Written request A — Quote the entries from their first line through the line that contains "103], [210, 101]]]", both ends included.

Excerpt to read —

┌──

In this respect in the case of a direct arrangement of the second
drive device on the holding means these two are also in direct
contact with each other, whereas in the case of a merely indirect
arrangement there is no direct contact between the holding means
and the second drive device. In this case "stationary" refers to
the fact that, although the holding means can be jointly conveyed
along a conveying path for example, this holding means cannot be
altered in its position relative to a common axis of rotation of
the mould parts even during a further conveying of the holding
means in this way along this conveying path.
[0028] A holding means serves to position the stator in a simple,
stationary manner and, in particular, also to guide the rotor in a
stable manner relative to the mould parts. During the conveying of
the individual blow moulds along the conveying path the position of
the base part is therefore prevented by means of the holding means
from being shifted in such a way that in a closed setting of the
blow mould the aforesaid base part can no longer form the cavity
described above with the mould parts in a pressure-tight
manner.
[0029] In accordance with at least one embodiment at least one
conveying element is arranged adjacent to the rotor so as to be
movable in a manner displaceable in the lifting direction or is
arranged along the holding means, in which case the conveying
element is, in particular, only a guide for guiding along the base
part in the lifting direction. In other words, the guiding element
described here is not used for driving the base part, but only for
a movement of the base part guided in its direction relative to the
two mould parts. In particular, the guiding element can be free of
an engagement of a drive device. This can mean that the guiding
element described here forms at least part of a sliding bearing. In
other words, therefore, according to the present invention only the
rotor is driven electrically by means of the electric linear motor
described here.
[0030] In accordance with at least one embodiment the base part is
additionally positioned in a releasable or non-releasable manner,
in particular in the form of a floating mounting, on an end of the
guiding element facing the mould parts. In this case it is possible
for the base part therefore to be mounted separately in each case
by means of a floating mounting both on the rotor and on the
guiding element.
[0031] Furthermore, it is possible for the apparatus for shaping to
comprise at least two guiding elements of this type, which can be
arranged in the lateral direction, i.e. in a direction at a right
angle to the lifting direction on both sides of the stator or the
rotor.
[0032] In accordance with at least one embodiment the rotor and/or
the guiding element is or are designed in the form of a rod, in
which case at least the guiding element is capable of being guided
completely through the holding means in the lifting direction.
[0033] In accordance with at least one embodiment a control of the
base part is operated in a manner dependent upon a control of the
mould parts. In this respect the apparatus described here for
shaping plastics material pre-forms into plastics material
containers can comprise at least one separate control means of the
base part as well as a separate control of the mould parts, the two
control means being in data communication with each other by means
of a controller unit for example. In this respect, therefore, both
a closing movement and, on the other hand, an opening movement of
the mould parts can take place in synchronism in terms of movement
with the movement of the base part in the lifting direction.
[0034] As an alternative to this, however, it is also possible for
the control means for the base part and the control means of the
mould parts to control the individual movements in a user-defined
manner and independently of each other in each case.

└──

Records shown —

┌──

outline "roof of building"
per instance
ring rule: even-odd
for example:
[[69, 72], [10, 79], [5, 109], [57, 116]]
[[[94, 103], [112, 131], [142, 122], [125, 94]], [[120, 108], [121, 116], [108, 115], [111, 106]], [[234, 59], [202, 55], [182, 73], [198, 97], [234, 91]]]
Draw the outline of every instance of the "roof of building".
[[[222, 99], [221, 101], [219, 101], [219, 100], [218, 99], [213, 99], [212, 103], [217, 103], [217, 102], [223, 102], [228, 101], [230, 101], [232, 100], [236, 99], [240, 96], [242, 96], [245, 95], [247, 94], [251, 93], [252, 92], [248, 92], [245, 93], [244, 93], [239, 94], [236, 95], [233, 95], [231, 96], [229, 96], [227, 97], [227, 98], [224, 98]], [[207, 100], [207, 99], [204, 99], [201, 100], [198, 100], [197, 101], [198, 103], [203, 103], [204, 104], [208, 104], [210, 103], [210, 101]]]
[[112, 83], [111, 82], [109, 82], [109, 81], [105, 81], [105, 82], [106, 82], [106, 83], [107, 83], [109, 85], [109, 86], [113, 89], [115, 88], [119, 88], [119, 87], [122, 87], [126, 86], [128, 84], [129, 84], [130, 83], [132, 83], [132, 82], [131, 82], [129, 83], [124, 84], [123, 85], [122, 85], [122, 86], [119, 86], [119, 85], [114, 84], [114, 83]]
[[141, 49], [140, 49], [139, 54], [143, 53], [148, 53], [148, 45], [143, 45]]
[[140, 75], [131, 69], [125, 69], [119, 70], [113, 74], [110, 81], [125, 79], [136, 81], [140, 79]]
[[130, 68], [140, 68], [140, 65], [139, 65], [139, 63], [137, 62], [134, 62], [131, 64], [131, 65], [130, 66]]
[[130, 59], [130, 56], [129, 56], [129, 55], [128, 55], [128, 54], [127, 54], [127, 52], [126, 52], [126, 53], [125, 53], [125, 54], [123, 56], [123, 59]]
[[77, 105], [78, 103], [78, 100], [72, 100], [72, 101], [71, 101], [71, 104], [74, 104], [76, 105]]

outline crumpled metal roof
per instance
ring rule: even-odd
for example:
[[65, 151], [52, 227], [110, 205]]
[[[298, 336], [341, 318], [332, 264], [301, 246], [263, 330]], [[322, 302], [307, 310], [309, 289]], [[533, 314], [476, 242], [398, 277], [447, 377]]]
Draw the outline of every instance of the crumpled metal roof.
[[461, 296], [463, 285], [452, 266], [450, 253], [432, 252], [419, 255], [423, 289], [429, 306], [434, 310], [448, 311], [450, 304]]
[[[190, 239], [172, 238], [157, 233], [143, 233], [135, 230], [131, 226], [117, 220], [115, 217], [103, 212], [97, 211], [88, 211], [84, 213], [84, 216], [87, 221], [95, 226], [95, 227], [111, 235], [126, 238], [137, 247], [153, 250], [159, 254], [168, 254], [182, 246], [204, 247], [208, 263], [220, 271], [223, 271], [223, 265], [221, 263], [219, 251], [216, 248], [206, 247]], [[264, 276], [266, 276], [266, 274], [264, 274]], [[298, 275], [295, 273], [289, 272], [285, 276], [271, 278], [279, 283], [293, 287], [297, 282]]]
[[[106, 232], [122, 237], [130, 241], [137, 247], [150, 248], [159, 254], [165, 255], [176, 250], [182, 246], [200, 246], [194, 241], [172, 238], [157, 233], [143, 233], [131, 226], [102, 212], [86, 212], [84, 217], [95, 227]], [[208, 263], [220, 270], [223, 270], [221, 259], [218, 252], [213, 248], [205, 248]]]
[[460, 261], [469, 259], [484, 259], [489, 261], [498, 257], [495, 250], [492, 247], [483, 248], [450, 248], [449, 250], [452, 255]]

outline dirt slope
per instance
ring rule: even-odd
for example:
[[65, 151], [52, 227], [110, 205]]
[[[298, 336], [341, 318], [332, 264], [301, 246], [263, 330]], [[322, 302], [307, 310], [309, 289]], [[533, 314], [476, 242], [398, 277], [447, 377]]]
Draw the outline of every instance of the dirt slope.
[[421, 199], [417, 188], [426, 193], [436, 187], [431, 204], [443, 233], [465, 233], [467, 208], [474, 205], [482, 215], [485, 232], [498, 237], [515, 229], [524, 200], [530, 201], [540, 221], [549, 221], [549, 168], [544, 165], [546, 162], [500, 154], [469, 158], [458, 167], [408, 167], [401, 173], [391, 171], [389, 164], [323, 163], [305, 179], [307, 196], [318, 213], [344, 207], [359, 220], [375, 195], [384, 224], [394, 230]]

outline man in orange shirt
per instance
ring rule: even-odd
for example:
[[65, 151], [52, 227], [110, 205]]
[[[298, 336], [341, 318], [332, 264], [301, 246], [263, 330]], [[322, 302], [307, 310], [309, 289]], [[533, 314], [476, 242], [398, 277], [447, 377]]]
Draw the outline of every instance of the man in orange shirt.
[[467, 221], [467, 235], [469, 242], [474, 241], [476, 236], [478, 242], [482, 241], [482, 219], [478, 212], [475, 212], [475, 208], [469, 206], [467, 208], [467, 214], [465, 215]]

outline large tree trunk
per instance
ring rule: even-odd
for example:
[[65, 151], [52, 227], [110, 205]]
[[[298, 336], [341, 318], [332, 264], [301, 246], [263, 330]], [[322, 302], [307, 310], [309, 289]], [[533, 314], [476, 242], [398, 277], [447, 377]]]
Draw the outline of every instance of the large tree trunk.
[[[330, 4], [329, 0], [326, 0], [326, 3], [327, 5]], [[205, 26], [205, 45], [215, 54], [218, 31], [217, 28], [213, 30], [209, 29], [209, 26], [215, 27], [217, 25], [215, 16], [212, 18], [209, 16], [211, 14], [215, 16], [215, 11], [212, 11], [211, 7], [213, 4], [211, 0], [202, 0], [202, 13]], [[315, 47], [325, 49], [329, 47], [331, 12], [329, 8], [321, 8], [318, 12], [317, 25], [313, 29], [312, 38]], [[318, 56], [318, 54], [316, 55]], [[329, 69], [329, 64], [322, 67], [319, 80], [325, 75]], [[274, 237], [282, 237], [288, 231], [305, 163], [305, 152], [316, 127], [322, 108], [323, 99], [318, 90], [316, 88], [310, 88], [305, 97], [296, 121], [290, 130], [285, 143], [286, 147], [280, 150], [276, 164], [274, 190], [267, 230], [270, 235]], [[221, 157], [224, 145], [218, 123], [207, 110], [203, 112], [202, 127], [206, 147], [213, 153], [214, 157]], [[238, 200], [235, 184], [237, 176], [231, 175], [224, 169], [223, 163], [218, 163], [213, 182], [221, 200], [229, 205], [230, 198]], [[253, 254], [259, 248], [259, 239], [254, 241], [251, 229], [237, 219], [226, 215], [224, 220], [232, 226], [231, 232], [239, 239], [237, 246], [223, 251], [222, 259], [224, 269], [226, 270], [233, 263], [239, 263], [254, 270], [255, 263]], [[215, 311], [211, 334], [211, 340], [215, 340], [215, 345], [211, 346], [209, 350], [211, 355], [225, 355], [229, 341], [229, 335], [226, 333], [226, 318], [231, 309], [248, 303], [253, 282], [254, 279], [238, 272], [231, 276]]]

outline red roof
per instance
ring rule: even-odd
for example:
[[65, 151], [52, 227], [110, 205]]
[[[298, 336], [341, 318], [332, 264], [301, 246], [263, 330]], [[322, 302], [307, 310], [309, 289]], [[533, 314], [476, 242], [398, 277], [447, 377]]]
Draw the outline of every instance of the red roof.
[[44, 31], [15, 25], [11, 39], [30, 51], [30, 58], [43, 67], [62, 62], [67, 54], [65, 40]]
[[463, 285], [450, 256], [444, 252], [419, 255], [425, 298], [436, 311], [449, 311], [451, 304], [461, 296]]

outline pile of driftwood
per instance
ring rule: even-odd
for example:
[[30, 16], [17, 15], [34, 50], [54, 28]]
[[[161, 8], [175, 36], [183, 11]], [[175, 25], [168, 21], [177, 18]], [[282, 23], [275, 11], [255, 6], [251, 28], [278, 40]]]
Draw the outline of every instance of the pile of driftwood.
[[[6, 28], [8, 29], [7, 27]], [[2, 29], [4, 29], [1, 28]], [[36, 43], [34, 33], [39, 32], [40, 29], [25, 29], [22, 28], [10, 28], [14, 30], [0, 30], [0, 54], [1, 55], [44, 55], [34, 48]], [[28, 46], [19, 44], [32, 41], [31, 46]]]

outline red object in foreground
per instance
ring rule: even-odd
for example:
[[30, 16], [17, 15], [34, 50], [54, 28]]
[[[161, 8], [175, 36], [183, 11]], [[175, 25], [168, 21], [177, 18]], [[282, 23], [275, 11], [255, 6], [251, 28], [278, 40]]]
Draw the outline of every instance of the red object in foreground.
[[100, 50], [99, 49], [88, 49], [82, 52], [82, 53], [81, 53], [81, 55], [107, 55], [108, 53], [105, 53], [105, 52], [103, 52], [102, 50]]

└──

Written request B — According to the blow-mould excerpt, which part alone is driven electrically by the electric linear motor?

Written reply A —
outline "roof of building"
per instance
ring rule: even-odd
for example:
[[69, 72], [10, 79], [5, 109], [57, 116]]
[[[94, 103], [112, 131], [142, 122], [125, 94]], [[120, 108], [121, 116], [108, 115], [111, 106]], [[234, 59], [202, 55], [182, 73], [198, 97], [234, 91]]]
Draw the outline of every instance of the "roof of building".
[[[222, 99], [221, 101], [219, 101], [219, 100], [218, 99], [213, 99], [212, 103], [217, 103], [217, 102], [223, 102], [228, 101], [230, 101], [232, 100], [236, 99], [240, 96], [242, 96], [245, 95], [247, 94], [251, 93], [252, 92], [248, 92], [245, 93], [244, 93], [239, 94], [236, 95], [233, 95], [231, 96], [229, 96], [227, 97], [227, 98], [224, 98]], [[207, 100], [207, 99], [204, 99], [201, 100], [198, 100], [197, 101], [198, 103], [203, 103], [204, 104], [208, 104], [210, 103], [210, 101]]]

Written reply B — The rotor.